Reproduce the letter below about ISIS and the fight for Kubane word for word, in full.

**Page text:**
--- Begin ---

Prem Shankar Jha

I am writing to ask Americans whether they have no sense of shame left.

If they do how can they tolerate a government like Obama’s which, despite the public beheading of two american journalists and two more western hostages whose only crime was a desire to help ordinary people in a remote part of the world who were in distress, has deliberately chosen not to attack ISIS when and where it is most vulnerable, and instead preferred to lie to his own people about his government’s true intentions towards ISIS and the larger middle east.

I speak out of agony, not just for the thousands of Kurds who will soon meet their ISIS executioners, but also for America. I am seventy five, and belong to a post-war generation for whom respect, even reverence for America was axiomatic. This survived Vietnam, and only began to erode in 2003. Today I wish I could switch off my feelings and allow the US to destroy itself, but I can’t. So I take tranquillisers and use the only voice I have to try and reach others, especially in the US, who may care about the future of their country and the world.

On September 11, Obama promised to destroy ISIS. There followed a flurry of much publicised attacks on what turned out to be mostly vacant buildings in Raqqa, far from the battle zone. In the meantime ISIS invaded Kurdish Syria and surrounded its principal city, Kubane. Yesterday it captured three eastern districts of Kubane, the main city of Syrian Kurdistan. Kurds are continuing to fight from street to street, but it is now only a matter of time before they are driven outor killed. Then it will be the turn of the civians. Before it entered Kubane, ISIS was out in the fields around it, pounding the city with tank and artillery fire, to which the Kurds had no reply. A handful of US air attacks would have destroyed their tanks and guns. But the US did not send a single plane to destroy them.

--- End ---

**Raw records:**
--- Begin ---

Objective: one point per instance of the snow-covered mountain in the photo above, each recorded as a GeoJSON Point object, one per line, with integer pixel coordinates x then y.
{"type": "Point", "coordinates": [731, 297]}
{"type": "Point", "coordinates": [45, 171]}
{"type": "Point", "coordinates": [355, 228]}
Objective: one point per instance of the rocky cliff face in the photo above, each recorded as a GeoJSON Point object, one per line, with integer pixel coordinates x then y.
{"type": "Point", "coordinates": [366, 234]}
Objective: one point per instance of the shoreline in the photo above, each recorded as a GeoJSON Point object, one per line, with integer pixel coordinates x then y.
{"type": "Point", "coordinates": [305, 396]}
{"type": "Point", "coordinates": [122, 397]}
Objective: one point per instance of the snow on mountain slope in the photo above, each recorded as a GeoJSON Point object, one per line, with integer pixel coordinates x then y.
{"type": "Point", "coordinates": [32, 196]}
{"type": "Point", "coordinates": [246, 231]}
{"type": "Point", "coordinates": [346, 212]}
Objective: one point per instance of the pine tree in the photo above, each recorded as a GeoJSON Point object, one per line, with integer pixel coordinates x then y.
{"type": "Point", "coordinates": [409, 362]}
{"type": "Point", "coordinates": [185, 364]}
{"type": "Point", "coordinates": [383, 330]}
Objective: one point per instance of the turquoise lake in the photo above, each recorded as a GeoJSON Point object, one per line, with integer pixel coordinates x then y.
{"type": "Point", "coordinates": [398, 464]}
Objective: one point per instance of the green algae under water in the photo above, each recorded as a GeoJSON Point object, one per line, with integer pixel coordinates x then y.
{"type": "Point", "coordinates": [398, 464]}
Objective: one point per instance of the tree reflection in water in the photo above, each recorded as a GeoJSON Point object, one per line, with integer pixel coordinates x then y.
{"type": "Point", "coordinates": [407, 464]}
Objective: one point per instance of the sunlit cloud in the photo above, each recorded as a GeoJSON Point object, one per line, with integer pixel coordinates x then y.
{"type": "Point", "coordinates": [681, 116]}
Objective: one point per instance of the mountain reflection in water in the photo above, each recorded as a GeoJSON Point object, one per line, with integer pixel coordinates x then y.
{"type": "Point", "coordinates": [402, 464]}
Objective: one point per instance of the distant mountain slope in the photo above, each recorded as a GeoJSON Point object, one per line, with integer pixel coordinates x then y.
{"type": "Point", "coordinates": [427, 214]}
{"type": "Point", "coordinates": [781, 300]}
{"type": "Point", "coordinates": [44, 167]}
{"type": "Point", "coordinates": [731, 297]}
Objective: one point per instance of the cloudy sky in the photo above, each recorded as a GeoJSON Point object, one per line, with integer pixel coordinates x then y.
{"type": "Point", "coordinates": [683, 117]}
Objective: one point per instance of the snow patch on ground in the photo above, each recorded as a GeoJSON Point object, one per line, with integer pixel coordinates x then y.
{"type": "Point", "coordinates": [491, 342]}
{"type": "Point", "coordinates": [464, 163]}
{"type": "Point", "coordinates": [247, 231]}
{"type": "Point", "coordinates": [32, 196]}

--- End ---

**Solution for this problem:**
Prem Shankar Jha

I am writing to ask Americans whether they have no sense of shame left.

If they do how can they tolerate a government like Obama’s which, despite the public beheading of two american journalists and two more western hostages whose only crime was a desire to help ordinary people in a remote part of the world who were in distress, has deliberately chosen not to attack ISIS when and where it is most vulnerable, and instead preferred to lie to his own people about his government’s true intentions towards ISIS and the larger middle east.

I speak out of agony, not just for the thousands of Kurds who will soon meet their ISIS executioners, but also for America. I am seventy five, and belong to a post-war generation for whom respect, even reverence for America was axiomatic. This survived Vietnam, and only began to erode in 2003. Today I wish I could switch off my feelings and allow the US to destroy itself, but I can’t. So I take tranquillisers and use the only voice I have to try and reach others, especially in the US, who may care about the future of their country and the world.

On September 11, Obama promised to destroy ISIS. There followed a flurry of much publicised attacks on what turned out to be mostly vacant buildings in Raqqa, far from the battle zone. In the meantime ISIS invaded Kurdish Syria and surrounded its principal city, Kubane. Yesterday it captured three eastern districts of Kubane, the main city of Syrian Kurdistan. Kurds are continuing to fight from street to street, but it is now only a matter of time before they are driven outor killed. Then it will be the turn of the civians. Before it entered Kubane, ISIS was out in the fields around it, pounding the city with tank and artillery fire, to which the Kurds had no reply. A handful of US air attacks would have destroyed their tanks and guns. But the US did not send a single plane to destroy them.